Passage shown:

Tuesday, June 14, 2011

Google Images Search for "Cleveland Indians Racist"


I came across this hat today (which is a real thing and caused a bit of controversy a few years ago, because, I mean, just look at it). This prompted me to run a quick Google images search for "Cleveland Indians Racist." Below is some of the best stuff I found.


I'd totally wear the New York Jews hat.





You get my point?

Sunday, June 12, 2011

Why We Hate LeBron (according to one guy)


Not a citizen

I think LeBron James is a schmuck. He will undoubtedly retire as one of the greatest players of his generation--probably one of the best players ever. I have no qualms with that, because it is an objective fact that he is able to do things on the court that few others can.

But for many (including me) it is hard to overlook his narcissistic prickishness. Simply put, taking an hour of national airtime to inform your former team and the entire city of Cleveland that you are "taking your talents to South Beach" is a huge dick move. So now a lot of people hate LeBron James. This is old news.

Stated problem: According to the blog post, what search did the author run after coming across the hat? The records that follow have no connection to the blog post.

Data provided:
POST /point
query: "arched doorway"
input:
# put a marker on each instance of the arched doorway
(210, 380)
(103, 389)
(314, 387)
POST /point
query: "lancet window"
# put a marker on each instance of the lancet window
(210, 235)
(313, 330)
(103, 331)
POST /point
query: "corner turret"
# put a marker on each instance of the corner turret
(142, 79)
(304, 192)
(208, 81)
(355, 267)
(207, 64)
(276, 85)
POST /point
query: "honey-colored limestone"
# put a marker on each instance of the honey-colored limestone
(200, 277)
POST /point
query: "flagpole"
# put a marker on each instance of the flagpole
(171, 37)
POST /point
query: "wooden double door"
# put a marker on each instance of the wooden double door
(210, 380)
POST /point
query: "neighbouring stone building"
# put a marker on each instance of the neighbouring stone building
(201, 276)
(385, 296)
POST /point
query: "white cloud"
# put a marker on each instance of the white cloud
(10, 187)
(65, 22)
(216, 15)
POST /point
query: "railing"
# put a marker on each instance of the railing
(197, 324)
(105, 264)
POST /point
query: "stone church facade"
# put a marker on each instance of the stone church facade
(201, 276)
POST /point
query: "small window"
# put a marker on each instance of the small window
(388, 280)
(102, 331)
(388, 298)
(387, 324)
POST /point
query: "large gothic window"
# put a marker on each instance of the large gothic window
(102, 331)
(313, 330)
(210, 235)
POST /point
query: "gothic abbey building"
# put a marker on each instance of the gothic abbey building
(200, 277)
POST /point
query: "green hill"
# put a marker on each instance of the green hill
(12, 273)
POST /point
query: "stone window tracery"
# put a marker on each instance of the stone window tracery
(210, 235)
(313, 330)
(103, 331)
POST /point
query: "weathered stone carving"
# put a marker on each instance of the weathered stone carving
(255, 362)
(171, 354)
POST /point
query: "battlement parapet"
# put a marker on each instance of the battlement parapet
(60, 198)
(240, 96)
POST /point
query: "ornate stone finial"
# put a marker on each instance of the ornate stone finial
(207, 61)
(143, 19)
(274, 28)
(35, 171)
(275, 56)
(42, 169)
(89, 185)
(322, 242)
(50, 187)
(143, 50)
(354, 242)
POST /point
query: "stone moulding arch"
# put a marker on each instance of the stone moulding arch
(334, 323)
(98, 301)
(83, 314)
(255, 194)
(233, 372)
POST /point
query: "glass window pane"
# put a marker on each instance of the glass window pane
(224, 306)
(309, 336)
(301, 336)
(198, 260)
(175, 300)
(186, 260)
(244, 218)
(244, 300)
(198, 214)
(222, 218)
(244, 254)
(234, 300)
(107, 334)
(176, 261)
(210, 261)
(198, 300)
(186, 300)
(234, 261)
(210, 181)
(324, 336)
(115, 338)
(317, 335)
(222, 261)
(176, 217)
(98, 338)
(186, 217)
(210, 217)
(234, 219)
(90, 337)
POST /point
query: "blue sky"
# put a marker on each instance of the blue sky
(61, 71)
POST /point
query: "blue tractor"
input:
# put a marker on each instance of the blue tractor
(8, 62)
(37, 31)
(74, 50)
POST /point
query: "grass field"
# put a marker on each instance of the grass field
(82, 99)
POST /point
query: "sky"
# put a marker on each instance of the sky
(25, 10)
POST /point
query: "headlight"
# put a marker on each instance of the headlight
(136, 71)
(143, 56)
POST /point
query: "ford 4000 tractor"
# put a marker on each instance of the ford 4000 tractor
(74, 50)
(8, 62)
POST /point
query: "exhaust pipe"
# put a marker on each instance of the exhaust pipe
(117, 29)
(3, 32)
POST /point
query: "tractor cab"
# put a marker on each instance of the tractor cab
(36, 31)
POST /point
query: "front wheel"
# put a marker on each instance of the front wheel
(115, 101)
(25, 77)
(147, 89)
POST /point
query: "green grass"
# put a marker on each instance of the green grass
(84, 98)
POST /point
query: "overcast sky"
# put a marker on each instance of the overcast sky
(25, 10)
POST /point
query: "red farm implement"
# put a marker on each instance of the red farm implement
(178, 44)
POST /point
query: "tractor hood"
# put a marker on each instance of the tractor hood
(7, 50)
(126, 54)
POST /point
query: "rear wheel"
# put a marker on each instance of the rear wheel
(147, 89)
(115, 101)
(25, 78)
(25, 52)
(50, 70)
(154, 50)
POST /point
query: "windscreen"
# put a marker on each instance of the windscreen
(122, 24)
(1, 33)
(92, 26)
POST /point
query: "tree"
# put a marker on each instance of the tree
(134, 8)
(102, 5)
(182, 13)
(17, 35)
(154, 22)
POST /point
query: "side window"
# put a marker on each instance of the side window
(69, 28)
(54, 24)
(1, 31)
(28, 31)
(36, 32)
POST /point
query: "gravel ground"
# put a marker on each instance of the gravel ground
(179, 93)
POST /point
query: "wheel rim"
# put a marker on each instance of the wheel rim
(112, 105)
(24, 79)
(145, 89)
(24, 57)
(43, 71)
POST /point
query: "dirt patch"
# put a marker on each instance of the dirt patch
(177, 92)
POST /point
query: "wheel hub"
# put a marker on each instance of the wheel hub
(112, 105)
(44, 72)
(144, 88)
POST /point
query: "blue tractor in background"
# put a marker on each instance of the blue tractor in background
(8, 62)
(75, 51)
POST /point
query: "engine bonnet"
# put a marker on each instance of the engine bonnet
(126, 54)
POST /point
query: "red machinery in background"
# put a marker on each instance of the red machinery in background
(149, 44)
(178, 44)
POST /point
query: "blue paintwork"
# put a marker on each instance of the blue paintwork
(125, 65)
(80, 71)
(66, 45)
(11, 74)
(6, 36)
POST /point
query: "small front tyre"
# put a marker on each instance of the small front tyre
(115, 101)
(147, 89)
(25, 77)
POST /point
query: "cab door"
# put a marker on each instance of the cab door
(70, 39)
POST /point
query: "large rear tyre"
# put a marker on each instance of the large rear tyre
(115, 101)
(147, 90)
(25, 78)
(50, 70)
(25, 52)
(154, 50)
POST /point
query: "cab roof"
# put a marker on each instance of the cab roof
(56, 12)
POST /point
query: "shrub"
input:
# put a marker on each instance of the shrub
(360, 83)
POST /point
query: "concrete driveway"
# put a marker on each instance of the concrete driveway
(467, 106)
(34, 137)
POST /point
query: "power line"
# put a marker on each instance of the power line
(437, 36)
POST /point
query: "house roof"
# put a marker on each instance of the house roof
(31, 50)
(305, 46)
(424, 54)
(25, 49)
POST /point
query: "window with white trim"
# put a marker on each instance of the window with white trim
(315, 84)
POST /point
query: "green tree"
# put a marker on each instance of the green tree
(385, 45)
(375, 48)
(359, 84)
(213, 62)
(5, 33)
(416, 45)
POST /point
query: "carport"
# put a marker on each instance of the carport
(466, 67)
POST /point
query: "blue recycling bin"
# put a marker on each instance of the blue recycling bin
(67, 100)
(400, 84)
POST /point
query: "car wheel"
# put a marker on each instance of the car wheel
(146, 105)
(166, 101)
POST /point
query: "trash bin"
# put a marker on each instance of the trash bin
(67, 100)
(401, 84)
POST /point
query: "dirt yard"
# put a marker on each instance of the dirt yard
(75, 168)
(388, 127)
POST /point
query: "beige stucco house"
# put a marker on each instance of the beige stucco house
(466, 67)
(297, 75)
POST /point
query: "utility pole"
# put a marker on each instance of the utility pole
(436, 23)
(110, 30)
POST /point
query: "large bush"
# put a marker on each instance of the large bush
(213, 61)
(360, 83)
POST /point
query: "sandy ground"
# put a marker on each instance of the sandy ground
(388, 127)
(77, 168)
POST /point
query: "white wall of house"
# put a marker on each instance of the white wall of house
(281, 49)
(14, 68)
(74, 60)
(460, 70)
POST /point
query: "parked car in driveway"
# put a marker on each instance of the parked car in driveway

Exercise response: A Google images search for "Cleveland Indians Racist."